═══ Listed records ═══
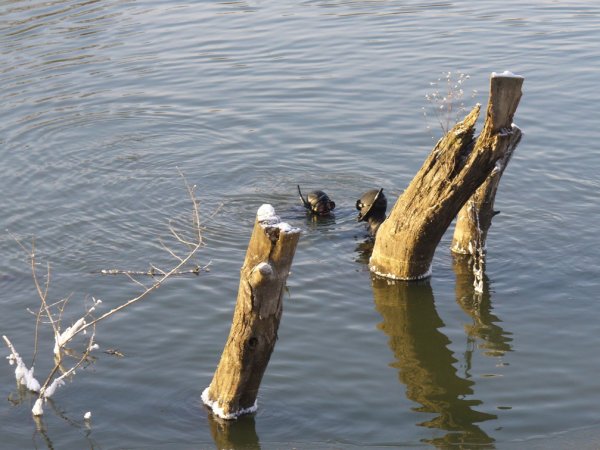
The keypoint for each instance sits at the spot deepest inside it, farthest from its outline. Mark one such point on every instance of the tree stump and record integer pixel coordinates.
(454, 170)
(475, 217)
(258, 309)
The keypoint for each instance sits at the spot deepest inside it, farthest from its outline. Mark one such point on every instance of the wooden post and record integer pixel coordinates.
(236, 381)
(457, 166)
(475, 217)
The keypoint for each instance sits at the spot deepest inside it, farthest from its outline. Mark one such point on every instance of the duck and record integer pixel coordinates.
(371, 207)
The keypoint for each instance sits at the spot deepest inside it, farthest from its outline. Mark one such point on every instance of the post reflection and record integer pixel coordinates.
(425, 364)
(491, 337)
(239, 433)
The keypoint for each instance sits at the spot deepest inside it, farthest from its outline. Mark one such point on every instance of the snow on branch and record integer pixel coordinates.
(52, 314)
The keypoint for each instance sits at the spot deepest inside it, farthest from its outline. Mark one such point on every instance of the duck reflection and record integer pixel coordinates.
(493, 339)
(425, 364)
(239, 433)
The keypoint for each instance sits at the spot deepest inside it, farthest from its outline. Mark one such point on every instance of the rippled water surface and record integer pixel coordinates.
(103, 103)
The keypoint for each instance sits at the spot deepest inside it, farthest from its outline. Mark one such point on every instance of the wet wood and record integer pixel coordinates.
(475, 217)
(451, 174)
(256, 318)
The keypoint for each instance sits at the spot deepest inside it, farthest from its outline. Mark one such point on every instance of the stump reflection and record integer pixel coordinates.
(425, 364)
(484, 330)
(234, 434)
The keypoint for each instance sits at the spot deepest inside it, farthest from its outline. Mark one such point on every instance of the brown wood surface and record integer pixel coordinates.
(454, 170)
(253, 333)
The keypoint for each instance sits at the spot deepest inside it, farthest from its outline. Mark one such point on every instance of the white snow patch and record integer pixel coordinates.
(50, 390)
(217, 410)
(427, 274)
(66, 335)
(506, 74)
(38, 408)
(264, 268)
(266, 213)
(266, 217)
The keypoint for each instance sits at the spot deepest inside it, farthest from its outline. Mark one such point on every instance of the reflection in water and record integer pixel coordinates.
(494, 340)
(239, 433)
(425, 364)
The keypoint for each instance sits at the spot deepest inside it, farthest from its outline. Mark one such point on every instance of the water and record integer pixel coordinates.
(103, 102)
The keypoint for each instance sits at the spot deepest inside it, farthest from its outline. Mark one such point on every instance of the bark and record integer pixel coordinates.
(256, 318)
(457, 166)
(475, 217)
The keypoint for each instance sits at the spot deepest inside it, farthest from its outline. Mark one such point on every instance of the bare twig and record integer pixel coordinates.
(52, 313)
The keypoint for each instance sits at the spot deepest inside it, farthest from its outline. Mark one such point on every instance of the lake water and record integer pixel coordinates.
(103, 102)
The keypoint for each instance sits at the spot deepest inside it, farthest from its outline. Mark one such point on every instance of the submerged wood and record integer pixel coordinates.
(453, 171)
(253, 333)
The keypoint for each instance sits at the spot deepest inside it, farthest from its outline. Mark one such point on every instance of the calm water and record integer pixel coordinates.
(102, 102)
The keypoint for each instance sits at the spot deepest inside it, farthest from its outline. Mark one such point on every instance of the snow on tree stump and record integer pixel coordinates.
(454, 170)
(475, 217)
(251, 341)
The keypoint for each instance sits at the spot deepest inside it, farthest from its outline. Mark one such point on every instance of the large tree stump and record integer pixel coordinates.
(457, 166)
(251, 341)
(475, 217)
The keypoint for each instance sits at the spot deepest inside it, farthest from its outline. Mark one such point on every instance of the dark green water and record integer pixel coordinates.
(102, 102)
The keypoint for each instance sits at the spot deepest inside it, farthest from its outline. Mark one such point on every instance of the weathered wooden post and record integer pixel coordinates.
(457, 166)
(475, 217)
(236, 381)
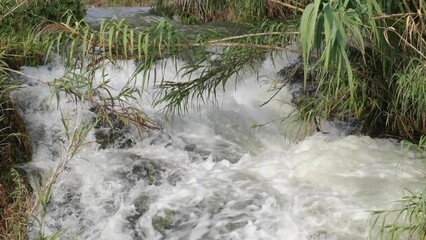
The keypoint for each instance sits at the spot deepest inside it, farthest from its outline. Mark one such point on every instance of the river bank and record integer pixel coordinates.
(355, 100)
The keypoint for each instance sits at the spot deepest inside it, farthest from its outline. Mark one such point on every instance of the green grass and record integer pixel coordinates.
(120, 3)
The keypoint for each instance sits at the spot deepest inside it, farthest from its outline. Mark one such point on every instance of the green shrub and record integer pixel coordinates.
(15, 16)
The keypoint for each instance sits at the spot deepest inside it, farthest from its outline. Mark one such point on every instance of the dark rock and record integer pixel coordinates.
(15, 143)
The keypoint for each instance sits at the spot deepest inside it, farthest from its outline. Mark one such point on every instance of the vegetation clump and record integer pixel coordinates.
(361, 60)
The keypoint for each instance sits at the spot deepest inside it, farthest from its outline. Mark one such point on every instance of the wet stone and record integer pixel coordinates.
(190, 147)
(148, 170)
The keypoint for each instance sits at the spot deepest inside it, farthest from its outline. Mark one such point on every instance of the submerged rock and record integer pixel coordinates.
(113, 133)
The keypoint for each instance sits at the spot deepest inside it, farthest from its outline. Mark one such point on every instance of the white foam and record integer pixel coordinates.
(319, 188)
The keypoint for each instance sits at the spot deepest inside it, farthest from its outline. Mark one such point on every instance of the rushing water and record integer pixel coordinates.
(209, 174)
═══
Your instructions → Copy out the lines starting at the one containing "stone and record integer pixel coordinates." and ending with the last line of the entries. Include nothing else.

Result for this exercise →
The keypoint for each instance sits at the spot deepest inside it, farthest from its outline. Mark one such point on every instance of the wet stone and record integer pixel coordinates.
(190, 147)
(148, 170)
The keypoint for each instance sits at the spot deepest inside it, farthest from its outline. Mark one such point on every instance of the submerged rock and record integer pixel coordinates.
(113, 133)
The keypoint for each instance sits at the spot deepest inside it, farthest from its outline. Mark one such point on every instance of the white foam and record integer pixel coordinates.
(319, 188)
The keypoint for each instance sits at the spot deepest inside it, farthest from its outline. Mark one such point on every instance of the rushing water and record integer pixel coordinates.
(209, 174)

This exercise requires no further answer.